TASK BRIEF: Exactly how many lines in the data below contain the string "return"? Give that number and nothing else.

◆ ◆ ◆ ◆ ◆ ◆ ◆

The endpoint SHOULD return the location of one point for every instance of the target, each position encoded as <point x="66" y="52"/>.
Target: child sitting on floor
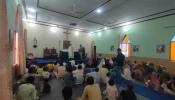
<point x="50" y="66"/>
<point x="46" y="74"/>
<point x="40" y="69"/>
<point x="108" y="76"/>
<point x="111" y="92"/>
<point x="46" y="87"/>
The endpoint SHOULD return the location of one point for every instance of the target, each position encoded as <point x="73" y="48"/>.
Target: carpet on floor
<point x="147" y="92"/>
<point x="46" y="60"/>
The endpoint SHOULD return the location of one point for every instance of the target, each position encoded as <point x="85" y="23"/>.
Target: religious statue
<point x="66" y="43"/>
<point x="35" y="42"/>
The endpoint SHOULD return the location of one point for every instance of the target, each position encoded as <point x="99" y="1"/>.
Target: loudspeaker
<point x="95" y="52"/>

◆ ◆ ◆ ◆ ◆ ◆ ◆

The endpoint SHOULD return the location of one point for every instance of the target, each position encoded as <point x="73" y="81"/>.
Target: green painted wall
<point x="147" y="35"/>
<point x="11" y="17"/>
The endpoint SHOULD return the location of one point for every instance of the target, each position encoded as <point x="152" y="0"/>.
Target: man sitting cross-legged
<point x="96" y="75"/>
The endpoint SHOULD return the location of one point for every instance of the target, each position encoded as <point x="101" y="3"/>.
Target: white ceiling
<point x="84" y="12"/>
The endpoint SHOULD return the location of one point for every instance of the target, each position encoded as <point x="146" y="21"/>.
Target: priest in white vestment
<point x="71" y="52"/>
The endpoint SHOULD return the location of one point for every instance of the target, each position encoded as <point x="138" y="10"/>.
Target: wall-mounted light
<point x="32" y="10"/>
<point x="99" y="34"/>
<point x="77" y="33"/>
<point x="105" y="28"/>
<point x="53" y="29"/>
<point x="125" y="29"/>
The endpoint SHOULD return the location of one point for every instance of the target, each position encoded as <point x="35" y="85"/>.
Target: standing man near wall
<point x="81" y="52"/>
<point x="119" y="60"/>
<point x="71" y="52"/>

◆ ◆ ◆ ◆ ◆ ◆ ◆

SOLVED EXERCISE: 10